This year will also see increased hiring activity for Learning and Development (L&D) candidates, particularly those with experience in establishing L&D practices within an organisation. However skill shortages exist across L&D and also workforce planning.
We have also seen an increase in demand for qualified HR professionals with generalist experience. Businesses are now recognizing the value of these professionals, as it can add to overall staff engagement. HR Generalists are also able to take on work that frees up more senior practitioners to focus on strategy, planning and change management.
To succeed, candidates need a high attention to detail and strong skills in Excel and HR systems. In terms of soft skills, communication and emotional intelligence top the list of requirements.
In the public sector, more HR contractors are being hired with the most easily to place candidates being those with relevant systems knowledge. With lots of change and transformation projects taking place, entry-level HR candidates with project experience are also in demand.

+++++

◆ PROBLEMS TO WORK ON
1. Answer these questions from the HR hiring passage:
(a) Besides L&D, in what area do skill shortages exist?
(b) Which two soft skills top the list of requirements?
(c) In the public sector, which HR contractors are the most easily placed?
2. Write out the portion of the HR hiring passage starting with "This year will" and going on through "and change management.".
The records that follow were taken from a separate source.

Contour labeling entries
+++++

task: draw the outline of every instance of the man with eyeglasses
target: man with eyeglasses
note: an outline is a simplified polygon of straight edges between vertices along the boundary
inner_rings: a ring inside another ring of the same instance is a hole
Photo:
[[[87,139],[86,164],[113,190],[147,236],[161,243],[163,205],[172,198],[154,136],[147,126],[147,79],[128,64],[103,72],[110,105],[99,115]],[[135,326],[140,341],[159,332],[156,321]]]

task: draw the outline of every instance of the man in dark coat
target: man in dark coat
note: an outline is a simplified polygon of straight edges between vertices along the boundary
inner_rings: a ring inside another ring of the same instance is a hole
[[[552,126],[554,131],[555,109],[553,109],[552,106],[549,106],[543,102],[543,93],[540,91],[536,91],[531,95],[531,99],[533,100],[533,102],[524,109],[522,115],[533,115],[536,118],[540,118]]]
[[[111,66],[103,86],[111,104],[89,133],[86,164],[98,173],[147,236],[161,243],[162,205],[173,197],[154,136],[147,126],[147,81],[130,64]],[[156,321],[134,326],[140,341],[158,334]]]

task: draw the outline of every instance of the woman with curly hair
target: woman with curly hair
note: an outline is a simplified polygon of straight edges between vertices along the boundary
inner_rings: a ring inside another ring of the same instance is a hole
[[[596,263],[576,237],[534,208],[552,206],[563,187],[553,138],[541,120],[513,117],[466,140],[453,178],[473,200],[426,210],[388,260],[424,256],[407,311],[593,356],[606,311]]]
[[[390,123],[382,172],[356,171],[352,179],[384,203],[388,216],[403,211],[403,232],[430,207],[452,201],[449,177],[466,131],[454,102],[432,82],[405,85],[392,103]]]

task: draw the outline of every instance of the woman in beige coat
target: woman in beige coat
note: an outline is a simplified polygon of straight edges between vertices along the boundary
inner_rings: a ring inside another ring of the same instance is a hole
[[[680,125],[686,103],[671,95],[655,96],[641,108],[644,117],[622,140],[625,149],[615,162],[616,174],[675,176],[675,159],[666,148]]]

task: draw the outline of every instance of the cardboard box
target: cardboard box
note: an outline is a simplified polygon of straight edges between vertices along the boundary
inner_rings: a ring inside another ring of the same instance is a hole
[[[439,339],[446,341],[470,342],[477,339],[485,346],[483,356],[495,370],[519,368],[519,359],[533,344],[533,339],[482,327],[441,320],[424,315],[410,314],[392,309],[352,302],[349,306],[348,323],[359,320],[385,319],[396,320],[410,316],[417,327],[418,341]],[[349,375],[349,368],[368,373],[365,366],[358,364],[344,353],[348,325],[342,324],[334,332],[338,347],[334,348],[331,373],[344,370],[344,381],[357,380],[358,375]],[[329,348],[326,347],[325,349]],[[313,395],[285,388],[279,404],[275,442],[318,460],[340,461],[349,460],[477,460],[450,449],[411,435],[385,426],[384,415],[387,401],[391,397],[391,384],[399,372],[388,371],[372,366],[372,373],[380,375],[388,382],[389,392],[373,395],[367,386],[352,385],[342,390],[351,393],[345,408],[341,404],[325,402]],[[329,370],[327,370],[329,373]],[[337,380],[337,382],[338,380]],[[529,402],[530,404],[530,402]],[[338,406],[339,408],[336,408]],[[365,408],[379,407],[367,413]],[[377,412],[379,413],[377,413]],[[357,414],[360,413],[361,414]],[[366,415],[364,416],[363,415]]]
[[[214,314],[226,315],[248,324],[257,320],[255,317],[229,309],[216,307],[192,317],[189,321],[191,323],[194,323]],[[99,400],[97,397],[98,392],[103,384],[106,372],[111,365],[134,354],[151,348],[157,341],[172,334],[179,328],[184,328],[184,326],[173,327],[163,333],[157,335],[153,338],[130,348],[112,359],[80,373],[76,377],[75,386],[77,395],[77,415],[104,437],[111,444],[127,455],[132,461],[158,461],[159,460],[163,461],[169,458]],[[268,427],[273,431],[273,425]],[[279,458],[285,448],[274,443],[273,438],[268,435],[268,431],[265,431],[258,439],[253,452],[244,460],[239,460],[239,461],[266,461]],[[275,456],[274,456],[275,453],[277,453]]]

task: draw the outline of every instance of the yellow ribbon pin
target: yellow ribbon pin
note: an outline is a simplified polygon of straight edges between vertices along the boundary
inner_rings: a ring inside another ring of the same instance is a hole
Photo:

+++++

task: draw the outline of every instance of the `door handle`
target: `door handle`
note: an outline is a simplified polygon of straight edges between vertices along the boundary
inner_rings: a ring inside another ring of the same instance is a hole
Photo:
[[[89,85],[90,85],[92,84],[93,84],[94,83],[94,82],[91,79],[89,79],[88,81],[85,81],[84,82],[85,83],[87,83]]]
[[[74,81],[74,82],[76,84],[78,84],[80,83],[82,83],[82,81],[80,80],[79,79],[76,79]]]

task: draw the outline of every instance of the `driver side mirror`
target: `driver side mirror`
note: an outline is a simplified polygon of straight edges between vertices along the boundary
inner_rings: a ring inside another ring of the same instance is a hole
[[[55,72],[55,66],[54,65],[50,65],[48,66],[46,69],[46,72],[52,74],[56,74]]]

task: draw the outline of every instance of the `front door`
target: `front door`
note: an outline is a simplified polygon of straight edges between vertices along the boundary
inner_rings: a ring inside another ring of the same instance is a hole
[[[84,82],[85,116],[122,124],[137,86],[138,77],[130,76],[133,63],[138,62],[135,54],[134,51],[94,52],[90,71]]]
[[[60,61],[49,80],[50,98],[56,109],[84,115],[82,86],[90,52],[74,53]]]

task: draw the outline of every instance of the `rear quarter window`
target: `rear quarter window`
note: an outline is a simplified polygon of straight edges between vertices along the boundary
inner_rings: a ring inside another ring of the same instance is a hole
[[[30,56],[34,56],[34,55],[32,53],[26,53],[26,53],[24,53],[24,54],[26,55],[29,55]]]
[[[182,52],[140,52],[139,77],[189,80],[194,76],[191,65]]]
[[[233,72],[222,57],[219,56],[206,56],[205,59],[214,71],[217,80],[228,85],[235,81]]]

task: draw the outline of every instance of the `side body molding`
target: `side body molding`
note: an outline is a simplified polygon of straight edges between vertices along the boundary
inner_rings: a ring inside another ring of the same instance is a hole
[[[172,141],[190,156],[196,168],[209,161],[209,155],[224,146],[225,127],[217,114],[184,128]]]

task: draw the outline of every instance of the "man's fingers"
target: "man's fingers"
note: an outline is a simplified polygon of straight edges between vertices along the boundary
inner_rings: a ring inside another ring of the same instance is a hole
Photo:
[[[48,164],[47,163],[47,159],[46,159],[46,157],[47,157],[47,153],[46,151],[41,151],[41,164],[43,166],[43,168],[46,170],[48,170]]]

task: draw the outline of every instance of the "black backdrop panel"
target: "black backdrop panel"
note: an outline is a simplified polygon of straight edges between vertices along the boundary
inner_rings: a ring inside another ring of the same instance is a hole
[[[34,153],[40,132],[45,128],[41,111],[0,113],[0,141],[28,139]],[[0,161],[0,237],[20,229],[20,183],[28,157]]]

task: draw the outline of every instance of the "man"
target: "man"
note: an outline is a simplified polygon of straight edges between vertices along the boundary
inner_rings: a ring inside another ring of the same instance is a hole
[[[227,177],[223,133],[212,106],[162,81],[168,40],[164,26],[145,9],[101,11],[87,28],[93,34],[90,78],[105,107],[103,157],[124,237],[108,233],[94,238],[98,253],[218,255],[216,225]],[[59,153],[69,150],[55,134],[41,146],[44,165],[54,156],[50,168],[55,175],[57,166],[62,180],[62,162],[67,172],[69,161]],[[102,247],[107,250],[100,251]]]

+++++

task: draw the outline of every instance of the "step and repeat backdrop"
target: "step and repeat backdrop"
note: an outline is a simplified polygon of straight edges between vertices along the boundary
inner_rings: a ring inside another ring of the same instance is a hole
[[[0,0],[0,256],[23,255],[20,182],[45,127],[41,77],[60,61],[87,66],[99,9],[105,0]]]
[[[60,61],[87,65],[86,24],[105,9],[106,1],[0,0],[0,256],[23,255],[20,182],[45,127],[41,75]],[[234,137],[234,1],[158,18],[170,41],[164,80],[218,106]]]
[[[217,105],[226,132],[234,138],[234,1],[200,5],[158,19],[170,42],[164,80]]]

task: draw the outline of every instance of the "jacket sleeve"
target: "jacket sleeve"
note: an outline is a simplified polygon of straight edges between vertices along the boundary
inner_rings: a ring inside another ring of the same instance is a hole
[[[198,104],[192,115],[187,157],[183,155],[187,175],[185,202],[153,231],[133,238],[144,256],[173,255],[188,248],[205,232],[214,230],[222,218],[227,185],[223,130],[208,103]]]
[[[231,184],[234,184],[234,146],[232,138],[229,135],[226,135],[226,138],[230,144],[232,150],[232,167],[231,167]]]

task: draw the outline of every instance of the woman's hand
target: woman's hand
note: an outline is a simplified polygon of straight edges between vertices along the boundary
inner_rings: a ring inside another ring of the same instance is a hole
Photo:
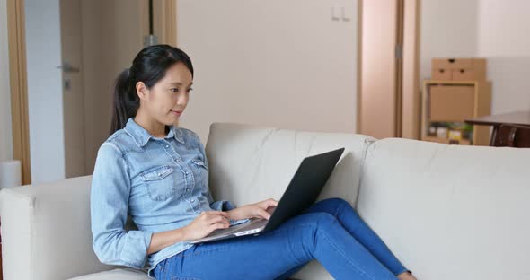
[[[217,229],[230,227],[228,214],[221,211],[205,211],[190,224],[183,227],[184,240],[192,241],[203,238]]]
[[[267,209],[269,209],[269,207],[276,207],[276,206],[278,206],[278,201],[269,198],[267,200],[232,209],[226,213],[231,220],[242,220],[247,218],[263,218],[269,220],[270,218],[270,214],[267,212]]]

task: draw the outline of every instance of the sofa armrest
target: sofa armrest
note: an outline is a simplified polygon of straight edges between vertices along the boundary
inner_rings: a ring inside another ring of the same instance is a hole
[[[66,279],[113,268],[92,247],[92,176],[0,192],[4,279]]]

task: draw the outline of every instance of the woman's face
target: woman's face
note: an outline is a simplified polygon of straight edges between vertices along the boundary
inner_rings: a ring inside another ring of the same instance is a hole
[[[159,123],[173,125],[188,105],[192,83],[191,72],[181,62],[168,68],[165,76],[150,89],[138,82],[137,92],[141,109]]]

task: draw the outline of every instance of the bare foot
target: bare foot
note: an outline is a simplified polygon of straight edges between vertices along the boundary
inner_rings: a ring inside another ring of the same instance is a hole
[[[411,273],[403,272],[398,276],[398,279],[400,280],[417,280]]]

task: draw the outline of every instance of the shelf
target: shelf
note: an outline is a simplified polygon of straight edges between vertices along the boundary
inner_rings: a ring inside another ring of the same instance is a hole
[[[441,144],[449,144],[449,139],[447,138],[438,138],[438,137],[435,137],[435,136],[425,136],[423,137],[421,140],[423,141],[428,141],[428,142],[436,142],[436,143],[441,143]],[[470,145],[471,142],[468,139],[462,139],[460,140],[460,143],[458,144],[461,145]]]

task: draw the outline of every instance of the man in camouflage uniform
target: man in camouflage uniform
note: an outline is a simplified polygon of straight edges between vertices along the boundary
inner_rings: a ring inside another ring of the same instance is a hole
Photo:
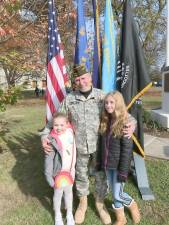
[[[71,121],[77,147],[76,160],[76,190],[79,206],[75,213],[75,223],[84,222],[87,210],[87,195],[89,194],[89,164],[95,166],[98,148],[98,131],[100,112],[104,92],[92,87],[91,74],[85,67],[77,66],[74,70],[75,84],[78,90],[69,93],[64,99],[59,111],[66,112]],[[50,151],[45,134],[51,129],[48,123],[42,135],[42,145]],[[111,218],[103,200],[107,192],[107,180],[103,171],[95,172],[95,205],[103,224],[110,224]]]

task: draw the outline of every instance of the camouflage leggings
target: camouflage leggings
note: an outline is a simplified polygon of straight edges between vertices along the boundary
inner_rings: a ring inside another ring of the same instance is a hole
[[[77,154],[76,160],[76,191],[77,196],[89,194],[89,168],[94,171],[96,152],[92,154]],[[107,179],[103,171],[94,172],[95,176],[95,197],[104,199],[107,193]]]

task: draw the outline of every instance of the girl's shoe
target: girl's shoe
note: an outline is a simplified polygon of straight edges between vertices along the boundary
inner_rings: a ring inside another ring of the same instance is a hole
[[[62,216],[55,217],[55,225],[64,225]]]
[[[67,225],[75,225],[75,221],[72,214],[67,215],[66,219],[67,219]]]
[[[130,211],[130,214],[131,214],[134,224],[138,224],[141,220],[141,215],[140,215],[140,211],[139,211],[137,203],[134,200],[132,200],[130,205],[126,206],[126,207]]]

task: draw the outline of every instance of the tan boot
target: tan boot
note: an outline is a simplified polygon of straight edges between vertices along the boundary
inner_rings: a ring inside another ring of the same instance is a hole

+++++

◆ RESULTS OF THE EXERCISE
1.
(a) Workforce planning.
(b) Communication and emotional intelligence.
(c) Those with relevant systems knowledge.

2.
This year will also see increased hiring activity for Learning and Development (L&D) candidates, particularly those with experience in establishing L&D practices within an organisation. However skill shortages exist across L&D and also workforce planning.
We have also seen an increase in demand for qualified HR professionals with generalist experience. Businesses are now recognizing the value of these professionals, as it can add to overall staff engagement. HR Generalists are also able to take on work that frees up more senior practitioners to focus on strategy, planning and change management.